Start of Excerpted data
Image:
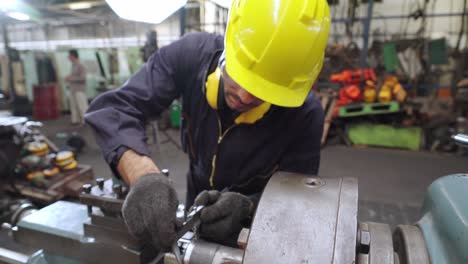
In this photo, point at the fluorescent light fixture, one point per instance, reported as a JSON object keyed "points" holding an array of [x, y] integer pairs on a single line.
{"points": [[7, 4], [149, 11], [18, 16], [80, 5], [223, 3]]}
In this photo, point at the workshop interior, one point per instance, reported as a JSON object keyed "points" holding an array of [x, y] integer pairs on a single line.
{"points": [[392, 186]]}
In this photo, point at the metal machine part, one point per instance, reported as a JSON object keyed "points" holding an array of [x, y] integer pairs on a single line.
{"points": [[444, 221], [410, 246], [200, 252], [305, 220]]}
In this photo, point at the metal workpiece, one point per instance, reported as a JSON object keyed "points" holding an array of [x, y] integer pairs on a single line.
{"points": [[12, 257], [380, 244], [410, 246], [202, 252], [24, 209], [301, 219]]}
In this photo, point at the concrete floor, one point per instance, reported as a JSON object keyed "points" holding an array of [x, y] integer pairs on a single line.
{"points": [[392, 183]]}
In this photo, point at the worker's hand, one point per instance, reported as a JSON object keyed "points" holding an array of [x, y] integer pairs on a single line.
{"points": [[150, 211], [223, 216]]}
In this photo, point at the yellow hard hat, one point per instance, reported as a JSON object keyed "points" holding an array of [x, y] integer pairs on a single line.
{"points": [[275, 48]]}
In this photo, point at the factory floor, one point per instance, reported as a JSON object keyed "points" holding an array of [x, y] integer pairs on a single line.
{"points": [[392, 183]]}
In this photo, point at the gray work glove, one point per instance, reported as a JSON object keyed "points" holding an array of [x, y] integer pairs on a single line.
{"points": [[224, 214], [150, 210]]}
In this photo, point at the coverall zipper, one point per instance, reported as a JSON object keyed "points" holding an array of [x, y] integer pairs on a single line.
{"points": [[221, 135]]}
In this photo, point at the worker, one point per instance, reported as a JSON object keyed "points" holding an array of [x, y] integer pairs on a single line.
{"points": [[76, 81], [247, 112]]}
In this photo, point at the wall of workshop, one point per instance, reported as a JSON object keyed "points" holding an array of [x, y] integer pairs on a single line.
{"points": [[436, 27]]}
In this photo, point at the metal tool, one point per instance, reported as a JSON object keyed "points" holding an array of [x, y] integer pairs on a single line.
{"points": [[193, 221]]}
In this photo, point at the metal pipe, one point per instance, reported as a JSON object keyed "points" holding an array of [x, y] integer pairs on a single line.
{"points": [[12, 257], [367, 22], [346, 20]]}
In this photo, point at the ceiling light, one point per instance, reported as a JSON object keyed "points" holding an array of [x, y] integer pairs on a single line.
{"points": [[223, 3], [154, 11], [80, 5], [18, 16]]}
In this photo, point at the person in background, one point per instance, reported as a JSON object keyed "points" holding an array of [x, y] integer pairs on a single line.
{"points": [[248, 111], [76, 81]]}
End of Excerpted data
* [Task instructions]: Although the records contain pictures, return only their text, exactly as written.

* [Expected answer]:
Image:
In this photo, point at the fluorescent light fixture, one point per instance, reported as a JSON object keyed "points" holding an array of [x, y] integer pairs on a single line.
{"points": [[7, 4], [149, 11], [18, 16], [80, 5], [223, 3]]}
In this photo, point at the workshop interior, one point per instance, reported as a JSON object keyed "points" holding an array of [x, y] integer pairs on a single line.
{"points": [[392, 186]]}
In this photo, point at the metal machine part, one point per instance, reported as a JSON object keyed "points" holding an array of [x, y] integer pairs on a single line.
{"points": [[444, 221], [410, 246], [200, 252], [305, 220]]}
In this photo, point at the metal workpiece, one point per instance, reported as a JSON object keyed "points" holding an array of [x, y] integer pairs on a single line.
{"points": [[12, 257], [380, 244], [410, 246], [202, 252], [24, 209], [301, 219]]}
In this photo, point at the concrete floor, one point per instance, reported as a JSON object keyed "points" holding an array of [x, y] integer pairs on a single line.
{"points": [[392, 183]]}
In this photo, point at the worker's hand, one point per instance, reported as a JSON object keyed "points" holding an array of [x, y] integer pairs on a single line.
{"points": [[150, 211], [223, 216]]}
In this photo, point at the yellow hard hat, one point per instance, reported as a JSON object keyed "points" holding an array of [x, y] integer pairs on a single line.
{"points": [[275, 48]]}
In this photo, point at the factory floor, one point per instance, reported as a JSON object keyed "points" holding an array of [x, y] integer pairs on a single line.
{"points": [[392, 183]]}
In this photo, point at the gray work glove, one point per instance, reported as a JSON object keyed "points" holding an array of [x, y] integer pairs on a single line.
{"points": [[224, 214], [150, 210]]}
In this photo, point at the coverall zipper, one point per instance, reported as a JSON object keyed "points" holding an array of [x, y] integer pairs on a single line.
{"points": [[221, 135]]}
In this photo, point at the worker, one point per instance, reported as a JSON object keyed "points" holding an array of [x, y] integer pairs on a single line.
{"points": [[76, 81], [247, 112]]}
In this photo, point at the wall of workshop, one point per instance, reported as a JSON object keyed "points" holding an array of [x, y] integer pairs on a single line.
{"points": [[436, 27]]}
In this photo, point at the metal tool, one point per instance, reported as a JSON object keyed "points" holding an array of [x, y] integer pairs on a single line.
{"points": [[193, 221]]}
In this photo, point at the metal pipe, one point per instance, reported as a JSON object keyed "points" holding an array of [x, y] integer pairs on a single line.
{"points": [[12, 257], [367, 22], [346, 20]]}
In this photo, point at the ceiling light, one point per instance, reported as a JSON object keyed "points" holding an array of [x, y] integer pairs on a single line.
{"points": [[223, 3], [154, 11], [80, 5], [18, 16]]}
In this photo, point at the person in background, one point per instance, reported as a JSON object keyed "points" holding an array of [x, y] integer pairs on a single line.
{"points": [[248, 111], [76, 81]]}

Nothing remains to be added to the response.